• [Instructions to follow] Show each of the lines below that contains the string "flag". Matching is case-sensitive.

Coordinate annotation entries

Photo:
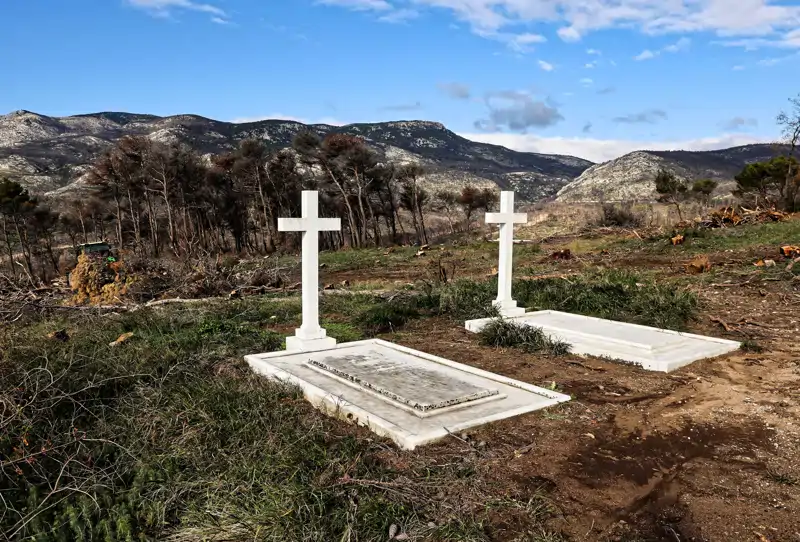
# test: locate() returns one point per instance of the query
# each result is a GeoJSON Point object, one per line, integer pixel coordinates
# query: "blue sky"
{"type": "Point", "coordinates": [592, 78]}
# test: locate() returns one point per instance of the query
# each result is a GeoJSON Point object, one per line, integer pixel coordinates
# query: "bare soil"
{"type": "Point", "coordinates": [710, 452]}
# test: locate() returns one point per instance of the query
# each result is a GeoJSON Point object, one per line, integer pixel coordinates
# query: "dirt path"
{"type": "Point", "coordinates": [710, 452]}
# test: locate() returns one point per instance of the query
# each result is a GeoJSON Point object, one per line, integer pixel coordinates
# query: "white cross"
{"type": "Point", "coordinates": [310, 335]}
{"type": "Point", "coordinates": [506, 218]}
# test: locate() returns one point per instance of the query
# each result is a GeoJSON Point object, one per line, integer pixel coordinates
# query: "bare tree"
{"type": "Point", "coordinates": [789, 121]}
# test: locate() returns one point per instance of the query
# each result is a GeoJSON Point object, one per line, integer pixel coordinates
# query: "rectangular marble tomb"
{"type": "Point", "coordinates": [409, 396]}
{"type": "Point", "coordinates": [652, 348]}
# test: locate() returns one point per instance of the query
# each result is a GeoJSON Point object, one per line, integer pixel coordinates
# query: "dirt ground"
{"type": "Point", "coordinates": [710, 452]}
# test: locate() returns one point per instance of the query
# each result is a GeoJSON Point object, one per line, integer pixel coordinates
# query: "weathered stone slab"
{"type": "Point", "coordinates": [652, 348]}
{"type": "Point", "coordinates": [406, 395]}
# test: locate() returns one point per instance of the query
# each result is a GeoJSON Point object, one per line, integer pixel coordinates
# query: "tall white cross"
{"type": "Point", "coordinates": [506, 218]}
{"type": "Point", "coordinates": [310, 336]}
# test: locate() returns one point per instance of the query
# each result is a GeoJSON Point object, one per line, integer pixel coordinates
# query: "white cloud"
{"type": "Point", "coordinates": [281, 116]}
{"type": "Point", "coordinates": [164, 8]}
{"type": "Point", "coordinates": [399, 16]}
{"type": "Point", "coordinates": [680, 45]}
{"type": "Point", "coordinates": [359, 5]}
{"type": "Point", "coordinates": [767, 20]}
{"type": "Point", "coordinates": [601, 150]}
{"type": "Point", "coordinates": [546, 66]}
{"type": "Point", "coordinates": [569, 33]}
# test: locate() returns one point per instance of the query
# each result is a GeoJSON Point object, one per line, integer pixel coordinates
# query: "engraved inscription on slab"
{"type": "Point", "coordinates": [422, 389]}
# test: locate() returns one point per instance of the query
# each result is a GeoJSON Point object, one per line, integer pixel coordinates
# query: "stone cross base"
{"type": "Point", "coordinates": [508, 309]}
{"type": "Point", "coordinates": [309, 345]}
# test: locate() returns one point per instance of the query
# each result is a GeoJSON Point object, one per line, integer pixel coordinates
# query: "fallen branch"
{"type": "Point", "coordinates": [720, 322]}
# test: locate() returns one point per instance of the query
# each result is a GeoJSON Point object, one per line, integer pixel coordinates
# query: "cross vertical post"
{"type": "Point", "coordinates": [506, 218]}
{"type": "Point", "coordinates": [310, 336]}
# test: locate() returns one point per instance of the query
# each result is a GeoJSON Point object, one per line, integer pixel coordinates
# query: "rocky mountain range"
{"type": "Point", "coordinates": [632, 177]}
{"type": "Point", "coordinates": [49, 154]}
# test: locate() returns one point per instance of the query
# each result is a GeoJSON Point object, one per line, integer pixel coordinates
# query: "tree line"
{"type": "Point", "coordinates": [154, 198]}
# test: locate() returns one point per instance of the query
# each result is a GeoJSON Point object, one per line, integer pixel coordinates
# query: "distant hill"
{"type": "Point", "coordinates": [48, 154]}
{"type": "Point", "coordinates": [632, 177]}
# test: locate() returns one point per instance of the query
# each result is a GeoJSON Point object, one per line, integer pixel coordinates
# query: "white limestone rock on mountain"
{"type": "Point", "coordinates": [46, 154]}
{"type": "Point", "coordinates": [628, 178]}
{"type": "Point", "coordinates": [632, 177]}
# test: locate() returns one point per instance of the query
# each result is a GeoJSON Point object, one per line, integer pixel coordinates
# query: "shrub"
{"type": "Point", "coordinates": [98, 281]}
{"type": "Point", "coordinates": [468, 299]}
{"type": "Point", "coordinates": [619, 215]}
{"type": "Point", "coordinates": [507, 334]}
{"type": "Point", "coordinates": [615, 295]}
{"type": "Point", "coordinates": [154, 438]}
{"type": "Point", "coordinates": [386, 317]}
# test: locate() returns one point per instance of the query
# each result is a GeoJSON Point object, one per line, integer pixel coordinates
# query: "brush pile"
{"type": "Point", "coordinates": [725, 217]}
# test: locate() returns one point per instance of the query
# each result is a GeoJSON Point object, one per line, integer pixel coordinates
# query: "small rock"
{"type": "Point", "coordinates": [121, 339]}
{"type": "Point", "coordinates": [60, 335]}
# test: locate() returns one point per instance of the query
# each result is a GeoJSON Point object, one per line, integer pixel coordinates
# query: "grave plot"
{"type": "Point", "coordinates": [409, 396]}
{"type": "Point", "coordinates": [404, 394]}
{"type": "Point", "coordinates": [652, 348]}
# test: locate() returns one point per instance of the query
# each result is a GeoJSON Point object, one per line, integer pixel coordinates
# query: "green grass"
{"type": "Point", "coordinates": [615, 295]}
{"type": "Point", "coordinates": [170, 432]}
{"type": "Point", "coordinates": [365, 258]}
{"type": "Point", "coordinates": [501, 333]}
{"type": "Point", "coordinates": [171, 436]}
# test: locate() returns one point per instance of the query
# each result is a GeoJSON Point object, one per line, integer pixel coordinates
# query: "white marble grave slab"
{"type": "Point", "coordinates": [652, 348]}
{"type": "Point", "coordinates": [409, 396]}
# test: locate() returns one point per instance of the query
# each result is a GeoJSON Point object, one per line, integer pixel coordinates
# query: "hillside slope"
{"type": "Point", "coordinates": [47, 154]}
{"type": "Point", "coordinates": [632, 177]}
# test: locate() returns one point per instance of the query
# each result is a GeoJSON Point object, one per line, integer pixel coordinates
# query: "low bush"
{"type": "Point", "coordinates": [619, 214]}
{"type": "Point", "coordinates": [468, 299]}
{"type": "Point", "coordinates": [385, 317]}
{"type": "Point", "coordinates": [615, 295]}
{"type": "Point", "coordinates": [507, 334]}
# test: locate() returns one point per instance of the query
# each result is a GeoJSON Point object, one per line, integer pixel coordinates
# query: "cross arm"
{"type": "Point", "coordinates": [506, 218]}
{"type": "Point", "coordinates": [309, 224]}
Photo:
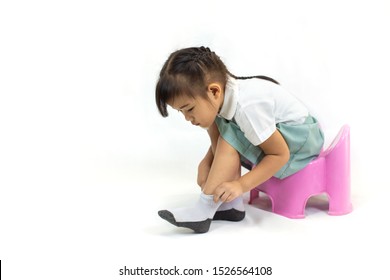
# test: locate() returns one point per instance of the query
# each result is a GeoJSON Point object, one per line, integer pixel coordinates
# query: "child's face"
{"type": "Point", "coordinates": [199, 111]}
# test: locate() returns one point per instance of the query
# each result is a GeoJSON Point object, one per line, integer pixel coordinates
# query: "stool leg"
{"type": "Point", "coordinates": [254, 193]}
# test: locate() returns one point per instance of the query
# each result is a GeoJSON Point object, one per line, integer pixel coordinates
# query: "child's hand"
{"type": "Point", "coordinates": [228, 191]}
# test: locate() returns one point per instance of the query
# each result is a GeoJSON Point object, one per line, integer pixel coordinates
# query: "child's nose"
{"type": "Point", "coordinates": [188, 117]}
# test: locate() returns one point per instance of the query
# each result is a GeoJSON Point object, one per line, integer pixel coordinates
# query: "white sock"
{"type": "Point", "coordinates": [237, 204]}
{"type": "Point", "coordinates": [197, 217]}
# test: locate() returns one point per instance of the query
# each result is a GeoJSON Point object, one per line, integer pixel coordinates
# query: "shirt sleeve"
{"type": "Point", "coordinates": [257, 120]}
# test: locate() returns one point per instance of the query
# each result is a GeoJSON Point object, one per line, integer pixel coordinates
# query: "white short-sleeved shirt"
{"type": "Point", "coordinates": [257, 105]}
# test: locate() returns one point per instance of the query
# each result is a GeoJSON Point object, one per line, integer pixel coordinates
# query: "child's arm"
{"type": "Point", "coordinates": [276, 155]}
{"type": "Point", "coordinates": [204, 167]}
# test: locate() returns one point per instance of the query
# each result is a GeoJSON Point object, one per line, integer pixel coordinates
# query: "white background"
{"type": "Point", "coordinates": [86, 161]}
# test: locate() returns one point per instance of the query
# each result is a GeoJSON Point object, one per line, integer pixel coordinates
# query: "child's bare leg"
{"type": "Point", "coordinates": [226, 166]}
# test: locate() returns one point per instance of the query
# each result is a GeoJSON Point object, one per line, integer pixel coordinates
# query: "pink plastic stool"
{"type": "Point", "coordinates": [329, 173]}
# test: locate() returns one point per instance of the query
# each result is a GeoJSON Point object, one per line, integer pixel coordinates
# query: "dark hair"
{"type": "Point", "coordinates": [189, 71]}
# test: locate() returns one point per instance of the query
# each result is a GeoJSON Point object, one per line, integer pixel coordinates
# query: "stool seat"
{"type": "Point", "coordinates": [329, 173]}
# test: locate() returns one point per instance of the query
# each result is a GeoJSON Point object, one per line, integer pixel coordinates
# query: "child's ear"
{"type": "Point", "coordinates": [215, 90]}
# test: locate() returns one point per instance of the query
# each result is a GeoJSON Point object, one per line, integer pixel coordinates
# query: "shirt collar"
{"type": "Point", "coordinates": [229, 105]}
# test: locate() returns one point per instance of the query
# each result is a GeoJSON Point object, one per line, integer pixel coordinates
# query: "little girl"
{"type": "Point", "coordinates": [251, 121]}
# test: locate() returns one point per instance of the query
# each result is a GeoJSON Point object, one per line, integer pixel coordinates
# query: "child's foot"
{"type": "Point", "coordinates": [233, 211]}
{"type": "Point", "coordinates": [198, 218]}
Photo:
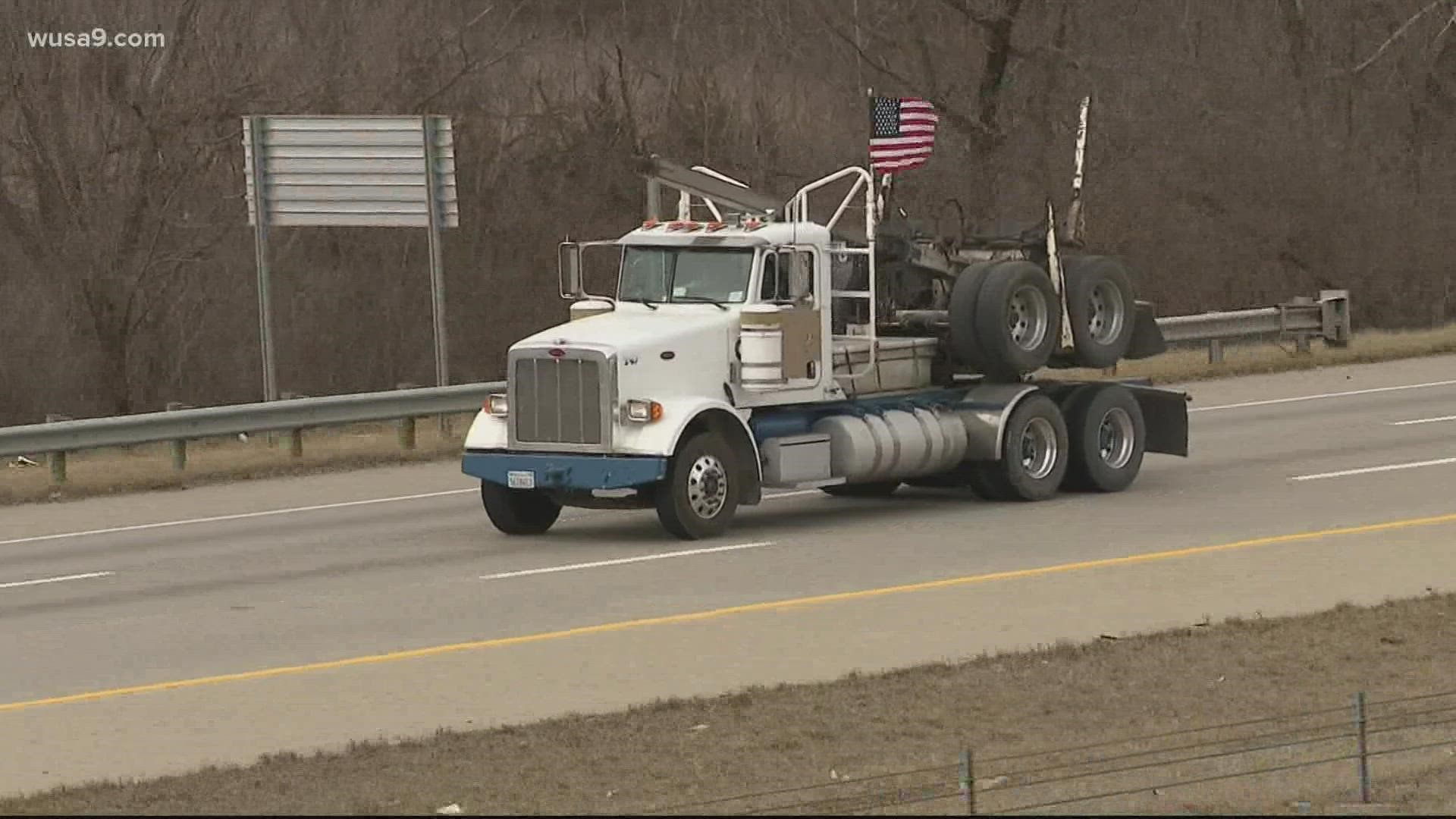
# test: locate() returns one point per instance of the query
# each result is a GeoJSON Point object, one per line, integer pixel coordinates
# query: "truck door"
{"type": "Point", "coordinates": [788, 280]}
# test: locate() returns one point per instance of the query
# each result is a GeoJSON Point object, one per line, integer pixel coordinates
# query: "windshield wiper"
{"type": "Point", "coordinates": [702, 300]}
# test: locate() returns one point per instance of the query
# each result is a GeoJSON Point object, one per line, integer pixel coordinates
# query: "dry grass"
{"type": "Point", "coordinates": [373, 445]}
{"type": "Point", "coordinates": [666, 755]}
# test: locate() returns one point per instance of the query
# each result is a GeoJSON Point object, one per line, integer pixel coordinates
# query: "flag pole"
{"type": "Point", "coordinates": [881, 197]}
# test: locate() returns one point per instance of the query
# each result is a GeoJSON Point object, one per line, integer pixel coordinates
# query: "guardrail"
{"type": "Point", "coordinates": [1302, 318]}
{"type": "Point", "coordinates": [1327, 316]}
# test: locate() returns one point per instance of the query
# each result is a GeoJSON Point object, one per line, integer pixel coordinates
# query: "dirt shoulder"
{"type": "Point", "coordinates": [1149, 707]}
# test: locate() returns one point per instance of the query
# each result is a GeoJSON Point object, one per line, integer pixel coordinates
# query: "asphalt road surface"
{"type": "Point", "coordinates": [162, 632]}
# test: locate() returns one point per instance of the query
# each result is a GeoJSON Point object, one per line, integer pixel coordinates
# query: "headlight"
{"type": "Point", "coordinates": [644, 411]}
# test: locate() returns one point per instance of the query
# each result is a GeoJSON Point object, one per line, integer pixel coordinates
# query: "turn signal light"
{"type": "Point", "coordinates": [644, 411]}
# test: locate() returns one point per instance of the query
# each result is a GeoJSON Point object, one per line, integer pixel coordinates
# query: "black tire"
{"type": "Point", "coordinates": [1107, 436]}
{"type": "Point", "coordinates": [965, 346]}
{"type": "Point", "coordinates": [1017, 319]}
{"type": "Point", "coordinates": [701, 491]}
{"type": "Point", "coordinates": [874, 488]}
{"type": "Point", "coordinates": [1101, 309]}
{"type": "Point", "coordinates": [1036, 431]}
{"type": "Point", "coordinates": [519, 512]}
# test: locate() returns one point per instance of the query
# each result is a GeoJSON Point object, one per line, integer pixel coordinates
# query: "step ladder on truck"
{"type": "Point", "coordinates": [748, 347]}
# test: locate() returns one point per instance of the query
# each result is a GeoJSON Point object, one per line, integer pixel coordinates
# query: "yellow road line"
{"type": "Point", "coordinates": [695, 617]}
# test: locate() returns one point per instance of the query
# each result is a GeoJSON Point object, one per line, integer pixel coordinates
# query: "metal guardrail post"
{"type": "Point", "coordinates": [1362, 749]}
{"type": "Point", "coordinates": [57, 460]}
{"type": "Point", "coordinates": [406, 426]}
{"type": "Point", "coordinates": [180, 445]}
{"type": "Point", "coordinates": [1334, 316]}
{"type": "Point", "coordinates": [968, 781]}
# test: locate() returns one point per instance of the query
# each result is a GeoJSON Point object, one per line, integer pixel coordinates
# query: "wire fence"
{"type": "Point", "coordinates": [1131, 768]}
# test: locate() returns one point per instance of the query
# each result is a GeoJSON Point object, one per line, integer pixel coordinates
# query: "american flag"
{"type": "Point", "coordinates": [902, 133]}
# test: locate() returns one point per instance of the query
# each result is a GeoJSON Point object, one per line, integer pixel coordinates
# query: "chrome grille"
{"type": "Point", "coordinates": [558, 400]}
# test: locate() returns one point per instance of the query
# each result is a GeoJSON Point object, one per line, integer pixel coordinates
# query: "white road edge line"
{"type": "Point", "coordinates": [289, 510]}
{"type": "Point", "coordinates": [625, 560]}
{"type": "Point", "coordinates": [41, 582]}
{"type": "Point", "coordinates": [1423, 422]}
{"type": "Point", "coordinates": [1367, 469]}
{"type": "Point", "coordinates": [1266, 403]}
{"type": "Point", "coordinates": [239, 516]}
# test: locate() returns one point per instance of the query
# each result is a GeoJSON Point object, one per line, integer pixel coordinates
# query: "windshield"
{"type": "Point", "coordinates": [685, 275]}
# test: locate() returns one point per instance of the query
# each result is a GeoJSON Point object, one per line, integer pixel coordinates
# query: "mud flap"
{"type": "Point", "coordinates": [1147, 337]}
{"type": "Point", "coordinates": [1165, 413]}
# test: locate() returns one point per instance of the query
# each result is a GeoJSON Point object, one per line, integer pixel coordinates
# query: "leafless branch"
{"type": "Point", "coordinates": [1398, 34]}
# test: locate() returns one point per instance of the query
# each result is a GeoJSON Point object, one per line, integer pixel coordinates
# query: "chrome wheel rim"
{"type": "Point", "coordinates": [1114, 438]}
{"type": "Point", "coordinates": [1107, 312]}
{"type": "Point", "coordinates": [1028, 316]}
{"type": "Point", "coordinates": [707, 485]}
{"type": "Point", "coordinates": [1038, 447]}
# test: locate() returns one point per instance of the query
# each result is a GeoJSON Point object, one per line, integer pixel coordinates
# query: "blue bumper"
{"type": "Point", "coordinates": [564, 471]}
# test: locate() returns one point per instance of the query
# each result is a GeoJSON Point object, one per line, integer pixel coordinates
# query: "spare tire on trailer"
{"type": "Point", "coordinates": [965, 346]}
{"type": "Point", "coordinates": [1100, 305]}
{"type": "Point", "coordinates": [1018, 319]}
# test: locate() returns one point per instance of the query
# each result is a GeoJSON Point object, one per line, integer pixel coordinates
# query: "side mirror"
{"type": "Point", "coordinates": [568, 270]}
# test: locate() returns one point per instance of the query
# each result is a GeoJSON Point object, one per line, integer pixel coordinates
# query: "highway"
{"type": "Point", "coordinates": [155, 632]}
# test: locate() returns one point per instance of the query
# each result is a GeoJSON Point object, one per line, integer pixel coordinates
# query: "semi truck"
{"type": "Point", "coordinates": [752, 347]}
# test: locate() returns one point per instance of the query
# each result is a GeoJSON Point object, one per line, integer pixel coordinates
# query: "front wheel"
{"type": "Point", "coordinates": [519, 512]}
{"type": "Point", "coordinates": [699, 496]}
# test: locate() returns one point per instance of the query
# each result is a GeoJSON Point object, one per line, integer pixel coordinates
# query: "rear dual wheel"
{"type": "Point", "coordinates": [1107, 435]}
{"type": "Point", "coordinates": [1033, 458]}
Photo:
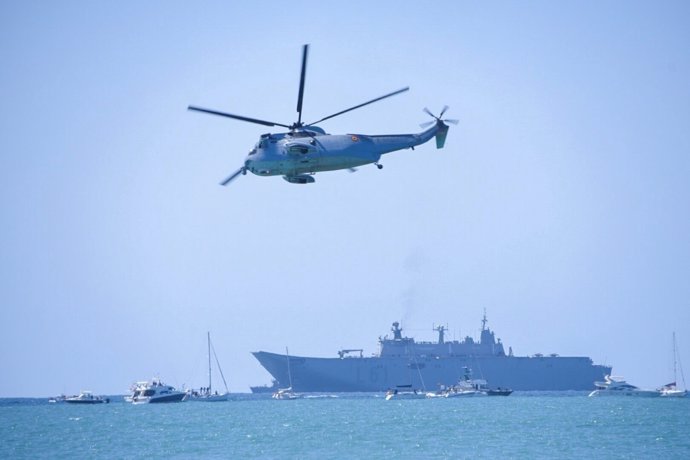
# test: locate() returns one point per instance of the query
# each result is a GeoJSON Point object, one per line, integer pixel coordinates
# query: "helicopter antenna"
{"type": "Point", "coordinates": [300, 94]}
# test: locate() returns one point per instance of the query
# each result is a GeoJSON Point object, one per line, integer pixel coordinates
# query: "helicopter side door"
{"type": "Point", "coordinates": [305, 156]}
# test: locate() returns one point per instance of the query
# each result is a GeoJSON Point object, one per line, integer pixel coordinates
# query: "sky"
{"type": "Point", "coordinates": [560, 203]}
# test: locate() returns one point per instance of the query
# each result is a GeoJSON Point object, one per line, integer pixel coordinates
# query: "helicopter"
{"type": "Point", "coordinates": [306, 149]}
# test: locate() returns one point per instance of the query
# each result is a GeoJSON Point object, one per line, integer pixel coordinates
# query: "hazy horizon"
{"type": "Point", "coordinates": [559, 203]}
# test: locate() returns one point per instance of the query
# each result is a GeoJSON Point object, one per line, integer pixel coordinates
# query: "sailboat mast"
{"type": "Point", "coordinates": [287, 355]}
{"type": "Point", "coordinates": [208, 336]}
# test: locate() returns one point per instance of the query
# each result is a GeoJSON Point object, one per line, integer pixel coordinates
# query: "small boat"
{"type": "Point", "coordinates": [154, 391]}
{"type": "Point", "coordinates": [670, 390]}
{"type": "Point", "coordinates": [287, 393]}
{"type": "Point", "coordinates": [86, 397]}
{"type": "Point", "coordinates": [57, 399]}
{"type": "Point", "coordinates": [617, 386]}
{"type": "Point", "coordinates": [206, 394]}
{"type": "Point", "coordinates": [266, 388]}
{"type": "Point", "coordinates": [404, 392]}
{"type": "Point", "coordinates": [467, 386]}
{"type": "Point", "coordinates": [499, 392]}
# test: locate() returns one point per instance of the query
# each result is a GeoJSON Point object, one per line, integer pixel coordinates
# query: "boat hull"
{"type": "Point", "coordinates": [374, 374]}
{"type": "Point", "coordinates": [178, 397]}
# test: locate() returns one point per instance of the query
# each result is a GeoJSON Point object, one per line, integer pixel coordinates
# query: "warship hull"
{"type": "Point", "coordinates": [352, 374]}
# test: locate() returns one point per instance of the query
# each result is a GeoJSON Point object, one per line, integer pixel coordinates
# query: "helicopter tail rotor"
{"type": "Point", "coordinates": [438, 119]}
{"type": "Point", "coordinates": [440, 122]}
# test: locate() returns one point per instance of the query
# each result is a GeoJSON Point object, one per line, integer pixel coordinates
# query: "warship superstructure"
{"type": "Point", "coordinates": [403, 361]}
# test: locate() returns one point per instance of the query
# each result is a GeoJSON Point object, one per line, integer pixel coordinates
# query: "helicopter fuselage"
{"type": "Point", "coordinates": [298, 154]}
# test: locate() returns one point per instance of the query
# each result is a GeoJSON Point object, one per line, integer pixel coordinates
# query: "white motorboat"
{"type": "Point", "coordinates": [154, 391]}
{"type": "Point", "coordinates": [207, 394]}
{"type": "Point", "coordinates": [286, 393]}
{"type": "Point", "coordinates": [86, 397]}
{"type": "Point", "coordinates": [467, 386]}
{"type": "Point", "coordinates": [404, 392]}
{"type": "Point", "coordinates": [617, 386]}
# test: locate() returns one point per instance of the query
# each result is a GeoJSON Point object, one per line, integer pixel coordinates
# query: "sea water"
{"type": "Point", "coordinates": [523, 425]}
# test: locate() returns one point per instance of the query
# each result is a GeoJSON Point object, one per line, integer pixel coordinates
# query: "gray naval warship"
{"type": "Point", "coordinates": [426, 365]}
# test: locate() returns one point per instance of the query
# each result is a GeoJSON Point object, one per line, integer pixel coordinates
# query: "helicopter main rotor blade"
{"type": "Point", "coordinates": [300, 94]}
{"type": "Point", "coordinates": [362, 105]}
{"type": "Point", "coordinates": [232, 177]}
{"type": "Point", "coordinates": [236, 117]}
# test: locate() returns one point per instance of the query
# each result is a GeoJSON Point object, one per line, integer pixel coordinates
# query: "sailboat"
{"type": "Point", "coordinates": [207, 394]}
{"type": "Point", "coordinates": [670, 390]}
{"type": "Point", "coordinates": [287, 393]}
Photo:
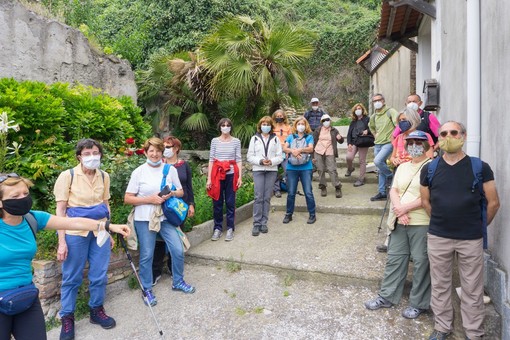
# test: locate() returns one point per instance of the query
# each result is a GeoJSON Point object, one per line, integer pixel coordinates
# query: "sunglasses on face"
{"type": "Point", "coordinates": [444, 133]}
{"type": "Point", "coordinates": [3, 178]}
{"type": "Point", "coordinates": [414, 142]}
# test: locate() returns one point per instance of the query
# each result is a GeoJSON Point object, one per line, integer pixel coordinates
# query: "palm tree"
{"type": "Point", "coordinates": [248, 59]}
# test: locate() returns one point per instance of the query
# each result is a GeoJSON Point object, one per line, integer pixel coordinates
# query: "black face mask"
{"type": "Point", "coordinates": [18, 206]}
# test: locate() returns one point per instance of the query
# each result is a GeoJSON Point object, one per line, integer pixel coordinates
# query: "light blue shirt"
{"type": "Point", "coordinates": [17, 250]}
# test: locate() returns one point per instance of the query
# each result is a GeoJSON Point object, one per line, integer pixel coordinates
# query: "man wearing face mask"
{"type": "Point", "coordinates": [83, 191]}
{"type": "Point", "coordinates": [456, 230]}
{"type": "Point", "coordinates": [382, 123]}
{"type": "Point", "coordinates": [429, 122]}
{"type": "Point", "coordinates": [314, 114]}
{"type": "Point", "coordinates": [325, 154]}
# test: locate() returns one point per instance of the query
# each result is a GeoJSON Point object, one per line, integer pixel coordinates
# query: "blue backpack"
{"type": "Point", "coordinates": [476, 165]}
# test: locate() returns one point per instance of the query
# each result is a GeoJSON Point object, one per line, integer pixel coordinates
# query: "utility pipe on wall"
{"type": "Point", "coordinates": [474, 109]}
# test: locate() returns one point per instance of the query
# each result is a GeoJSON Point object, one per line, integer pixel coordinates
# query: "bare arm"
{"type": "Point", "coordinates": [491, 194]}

• [Written solution]
# query: "flag pole"
# query: "american flag"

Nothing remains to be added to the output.